Write out the records that appear below, verbatim and complete, but without pictures.

+++ Data shown

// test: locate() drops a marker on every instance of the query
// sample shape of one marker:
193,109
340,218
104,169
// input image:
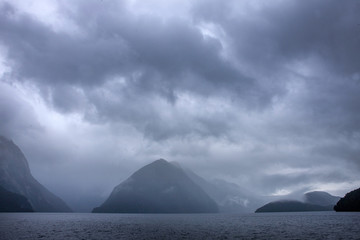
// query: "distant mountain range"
313,201
15,177
159,187
349,203
230,197
12,202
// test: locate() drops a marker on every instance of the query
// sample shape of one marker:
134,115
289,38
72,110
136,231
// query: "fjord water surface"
308,225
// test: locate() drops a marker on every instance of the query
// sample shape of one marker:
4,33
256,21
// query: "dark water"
311,225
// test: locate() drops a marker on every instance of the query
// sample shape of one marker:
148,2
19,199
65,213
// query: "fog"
265,95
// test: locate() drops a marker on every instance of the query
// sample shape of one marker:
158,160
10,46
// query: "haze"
265,95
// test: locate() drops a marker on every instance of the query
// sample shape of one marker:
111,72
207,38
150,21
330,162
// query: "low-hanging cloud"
228,88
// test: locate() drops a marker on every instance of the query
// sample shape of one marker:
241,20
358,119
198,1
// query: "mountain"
320,198
349,203
15,176
159,187
229,196
291,206
12,202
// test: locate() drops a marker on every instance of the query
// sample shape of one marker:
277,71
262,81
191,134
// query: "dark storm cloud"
150,54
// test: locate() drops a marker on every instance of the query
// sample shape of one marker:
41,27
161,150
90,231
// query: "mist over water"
314,225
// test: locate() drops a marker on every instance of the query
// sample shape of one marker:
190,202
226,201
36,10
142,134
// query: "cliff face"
159,187
349,203
291,206
15,176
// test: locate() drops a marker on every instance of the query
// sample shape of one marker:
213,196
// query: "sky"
265,94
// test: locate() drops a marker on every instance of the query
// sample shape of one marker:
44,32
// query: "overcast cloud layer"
265,94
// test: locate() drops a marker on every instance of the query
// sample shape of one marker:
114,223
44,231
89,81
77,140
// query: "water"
310,225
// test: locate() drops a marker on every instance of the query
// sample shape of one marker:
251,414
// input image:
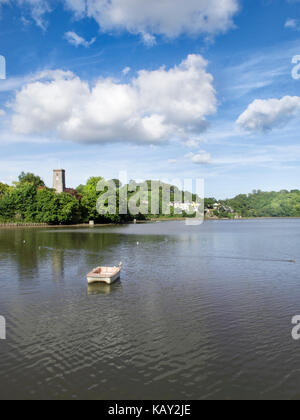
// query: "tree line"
29,201
263,204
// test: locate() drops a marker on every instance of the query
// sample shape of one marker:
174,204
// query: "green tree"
29,178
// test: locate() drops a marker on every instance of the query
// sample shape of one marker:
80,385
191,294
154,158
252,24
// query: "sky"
161,89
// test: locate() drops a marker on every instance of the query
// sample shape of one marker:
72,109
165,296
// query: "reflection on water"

++++++

#### [Result for this task]
// test: locate() drops a marker on every instance of the query
// sample shape of one marker:
193,109
340,218
104,169
// input image:
// query: "distant mountain range"
313,201
15,177
159,187
349,203
230,197
12,202
// test: locate() drops a marker on every instance of the query
// sample shape of one marker:
134,115
289,38
72,110
136,231
// query: "fjord water surface"
308,225
// test: locate() drops a marker on every instance of the query
// sample shape of one marker:
4,33
256,21
// query: "dark water"
311,225
// test: locate() drops a marker on every instance of the query
// sample shape of one marker:
148,2
19,199
65,213
// query: "fog"
265,95
// test: locate() drops a marker on every instance of the query
// sample shape of one marker:
158,160
10,46
// query: "haze"
265,95
// test: locate() drops a marker on every instance of the query
// sample shape of one marker:
111,72
207,38
150,21
330,162
// query: "low-hanging cloud"
228,88
// test: locate() drops a marker on every instance of the query
// sample shape of one marker:
241,20
358,119
198,1
// query: "mountain"
320,198
349,203
15,176
159,187
229,196
291,206
12,202
// test: locate() drops a marker on every instance of the query
// sample shape of one marker:
277,71
262,81
191,134
// query: "dark storm cloud"
150,54
// test: locate() drops a marker on every instance of the query
// sample shape of one marker:
41,27
161,150
90,231
// query: "mist over water"
314,225
// test: locate() drops a marker on every instance of the query
// sample shape of one marker:
190,202
226,201
36,10
142,134
// query: "cliff face"
159,187
349,203
291,206
15,176
// test: locate() drops a marker on every instance of the query
// sample shape of one marker:
213,196
// query: "sky"
265,94
// test: locate() drops a marker on every instance of the query
// sample shape of one marker:
44,32
// query: "overcast cloud layer"
265,94
// test: locate() drops a marker on every instance of the query
// sample shape of one marker:
114,223
44,231
89,81
77,140
// query: "water"
310,225
// test: locate() drops a marker on every instance of the query
// sample shape of one marker:
251,414
// input image:
// query: "tree line"
29,201
263,204
// test: locate() drops a marker on every instance of the query
// sample shape of one marker:
174,204
// query: "green tree"
29,178
// test: locate() drops a marker on every instance of the query
// sample shape of one marker:
80,385
191,294
154,158
252,24
// query: "sky"
161,89
// test: locate() drops a marker on every instance of the query
// sample shape of one marker:
72,109
165,296
// query: "reflection on water"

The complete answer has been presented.